WRITTEN EXERCISE :: From the article on Atlético's tax dispute, reproduce the passage starting with "More relevant is" and going on through "a tax expense.", changing "corporate tax" to "corporation tax" wherever it occurs.

PAGE EXTRACT ::

Hacienda wins against Atlético: the Court confirms a fine to the club for deducting UEFA sanctions and gifts to players
The case affects several expenses that Atlético included to reduce its tax base, but which the Tax Agency considered improper. Among them are fines imposed by UEFA, gifts from the club to members of the technical staff, players, employees and suppliers, and provisions for insolvency. The National High Court has dismissed the appeal filed by the entity and has ordered it to pay costs.
Treasury questioned UEFA fines, gifts to the squad, and provisions
The origin of the case lies in a tax inspection on corporate tax of Atlético de Madrid in the fiscal years 2008-2009 and 2010-2011. The Tax Agency understood that the club had incorporated non-deductible expenses to reduce its tax burden.
The most striking part of the file affects UEFA sanctions. The criterion confirmed by the court is that this type of fine cannot be used as a tax-deductible expense. The National Court also upholds the rejection of deductions for gifts to the technical team, players, employees, and suppliers, considering that they were not sufficiently justified as attentions to clients or suppliers.
The ruling holds that the questioned expenses were evidenced in the minutes and that the non-deductibility of administrative sanctions was clear. In the case of gifts and public relations expenses, the problem for the club was the lack of sufficient documentation to demonstrate that these disbursements had a tax fit.
Atlético appealed, but the Court rejects its arguments
Atlético de Madrid requested the annulment of the resolution of the Central Economic-Administrative Court and the sanctioning agreement of the Treasury. The club alleged procedural defects and maintained that the culpability necessary to impose the sanction had not been proven.
The National Court, however, does not accept that thesis. The magistrates consider that there was no defenselessness and that the rojiblanca entity had a reinforced duty of tax knowledge. The sentence underlines that Atlético is a company to which greater fiscal diligence can be demanded than from an ordinary citizen.
That point is important because the court does not treat the case as a simple administrative error. For the Court, the club had sufficient capacity to know that certain expenses, such as administrative fines or sporting sanctions, could not be fiscally deducted.
The sanction came to be provisioned at 3.8 million
The economic impact of the case has been changing over the years. Atlético had provisioned 3.8 million euros for this cause, although that amount was reduced to 228,000 euros in the club's latest accounts, dated June 30, 2025, after some appeals were upheld by the TEAC.
More relevant is the fiscal dimension of the affected negative tax bases. According to the published information, the non-regularized negative bases linked to this cause amount to 11 million euros between the two fiscal years. These bases allow a company to offset losses from previous years to pay less corporate tax when it returns to profitability.
What the ruling means for the Rojiblanco club
The ruling represents a victory for Hacienda against Atlético in a very specific dispute: which expenses a professional football club can deduct in corporate tax and which are excluded.
The key to the failure is clear: a UEFA fine cannot be treated as an ordinary deductible expense. And gifts or presents to staff, employees, or suppliers need solid documentary justification to be considered a tax expense.
For Atlético, the setback is twofold. On the one hand, it loses the appeal against the sanction. On the other hand, the Court orders it to pay the costs of the proceedings, understanding that its appeal should not have succeeded.

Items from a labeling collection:

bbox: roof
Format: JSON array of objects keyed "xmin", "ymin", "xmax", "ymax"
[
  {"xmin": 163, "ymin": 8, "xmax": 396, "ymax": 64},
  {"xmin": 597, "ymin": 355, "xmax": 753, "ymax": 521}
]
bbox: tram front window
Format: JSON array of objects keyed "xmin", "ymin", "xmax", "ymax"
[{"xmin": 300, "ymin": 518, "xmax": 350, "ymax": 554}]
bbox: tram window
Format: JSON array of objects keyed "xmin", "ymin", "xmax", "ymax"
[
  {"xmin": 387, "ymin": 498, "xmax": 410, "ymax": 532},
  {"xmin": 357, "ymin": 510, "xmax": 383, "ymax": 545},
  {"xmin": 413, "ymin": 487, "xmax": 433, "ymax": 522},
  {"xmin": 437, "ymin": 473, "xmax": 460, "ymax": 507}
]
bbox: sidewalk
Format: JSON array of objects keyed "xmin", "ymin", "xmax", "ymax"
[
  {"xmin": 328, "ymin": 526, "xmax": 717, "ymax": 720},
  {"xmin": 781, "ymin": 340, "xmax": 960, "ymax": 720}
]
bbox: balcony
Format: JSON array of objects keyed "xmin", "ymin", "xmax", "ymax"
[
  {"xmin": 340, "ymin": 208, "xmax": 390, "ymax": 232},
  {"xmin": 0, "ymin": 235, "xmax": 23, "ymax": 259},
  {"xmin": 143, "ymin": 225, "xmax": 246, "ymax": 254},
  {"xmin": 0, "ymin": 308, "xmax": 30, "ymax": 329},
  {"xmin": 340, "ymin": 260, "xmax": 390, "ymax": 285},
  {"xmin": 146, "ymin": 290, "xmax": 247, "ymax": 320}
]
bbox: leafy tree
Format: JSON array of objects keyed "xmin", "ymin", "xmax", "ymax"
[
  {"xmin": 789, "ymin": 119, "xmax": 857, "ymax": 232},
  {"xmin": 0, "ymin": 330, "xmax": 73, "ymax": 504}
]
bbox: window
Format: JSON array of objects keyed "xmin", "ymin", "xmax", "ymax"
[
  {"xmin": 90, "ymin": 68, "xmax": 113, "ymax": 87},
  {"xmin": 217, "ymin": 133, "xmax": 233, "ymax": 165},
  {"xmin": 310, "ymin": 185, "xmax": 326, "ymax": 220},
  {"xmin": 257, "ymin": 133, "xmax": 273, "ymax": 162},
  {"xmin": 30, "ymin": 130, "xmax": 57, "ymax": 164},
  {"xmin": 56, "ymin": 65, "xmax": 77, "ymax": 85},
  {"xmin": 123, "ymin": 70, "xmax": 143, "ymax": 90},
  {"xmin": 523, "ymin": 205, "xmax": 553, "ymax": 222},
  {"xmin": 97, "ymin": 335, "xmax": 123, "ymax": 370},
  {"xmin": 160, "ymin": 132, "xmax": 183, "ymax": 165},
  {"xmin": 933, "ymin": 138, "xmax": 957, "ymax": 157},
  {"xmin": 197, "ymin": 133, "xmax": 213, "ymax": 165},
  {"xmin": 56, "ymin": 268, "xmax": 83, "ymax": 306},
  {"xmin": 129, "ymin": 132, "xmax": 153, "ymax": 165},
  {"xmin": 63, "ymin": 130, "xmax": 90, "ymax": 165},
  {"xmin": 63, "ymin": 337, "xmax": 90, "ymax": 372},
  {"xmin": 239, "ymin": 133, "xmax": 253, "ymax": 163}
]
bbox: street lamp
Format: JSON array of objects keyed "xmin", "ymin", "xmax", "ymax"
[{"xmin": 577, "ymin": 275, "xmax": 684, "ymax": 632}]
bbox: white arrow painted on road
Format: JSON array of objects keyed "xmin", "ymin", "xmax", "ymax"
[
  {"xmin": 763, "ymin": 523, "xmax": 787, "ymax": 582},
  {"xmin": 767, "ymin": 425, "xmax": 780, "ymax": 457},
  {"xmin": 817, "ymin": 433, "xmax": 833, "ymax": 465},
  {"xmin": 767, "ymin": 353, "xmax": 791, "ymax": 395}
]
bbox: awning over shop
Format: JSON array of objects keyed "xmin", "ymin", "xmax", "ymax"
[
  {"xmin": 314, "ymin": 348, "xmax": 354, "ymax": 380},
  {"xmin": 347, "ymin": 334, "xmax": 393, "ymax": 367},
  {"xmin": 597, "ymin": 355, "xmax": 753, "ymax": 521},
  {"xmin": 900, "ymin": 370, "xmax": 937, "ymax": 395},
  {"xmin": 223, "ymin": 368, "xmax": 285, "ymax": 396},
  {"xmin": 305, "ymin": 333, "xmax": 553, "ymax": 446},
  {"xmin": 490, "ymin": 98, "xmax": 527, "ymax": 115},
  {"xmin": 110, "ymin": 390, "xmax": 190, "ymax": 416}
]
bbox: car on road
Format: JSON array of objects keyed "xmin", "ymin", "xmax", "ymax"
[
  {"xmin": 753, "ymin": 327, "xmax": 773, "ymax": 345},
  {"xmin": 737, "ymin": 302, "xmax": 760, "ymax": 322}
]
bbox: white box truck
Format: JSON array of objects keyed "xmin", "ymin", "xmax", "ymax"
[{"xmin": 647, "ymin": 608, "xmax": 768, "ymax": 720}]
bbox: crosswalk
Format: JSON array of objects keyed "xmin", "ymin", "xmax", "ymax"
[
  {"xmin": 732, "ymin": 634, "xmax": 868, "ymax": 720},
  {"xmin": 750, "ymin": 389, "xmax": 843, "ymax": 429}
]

ANSWER FOR THIS EXERCISE ::
More relevant is the fiscal dimension of the affected negative tax bases. According to the published information, the non-regularized negative bases linked to this cause amount to 11 million euros between the two fiscal years. These bases allow a company to offset losses from previous years to pay less corporation tax when it returns to profitability.
What the ruling means for the Rojiblanco club
The ruling represents a victory for Hacienda against Atlético in a very specific dispute: which expenses a professional football club can deduct in corporation tax and which are excluded.
The key to the failure is clear: a UEFA fine cannot be treated as an ordinary deductible expense. And gifts or presents to staff, employees, or suppliers need solid documentary justification to be considered a tax expense.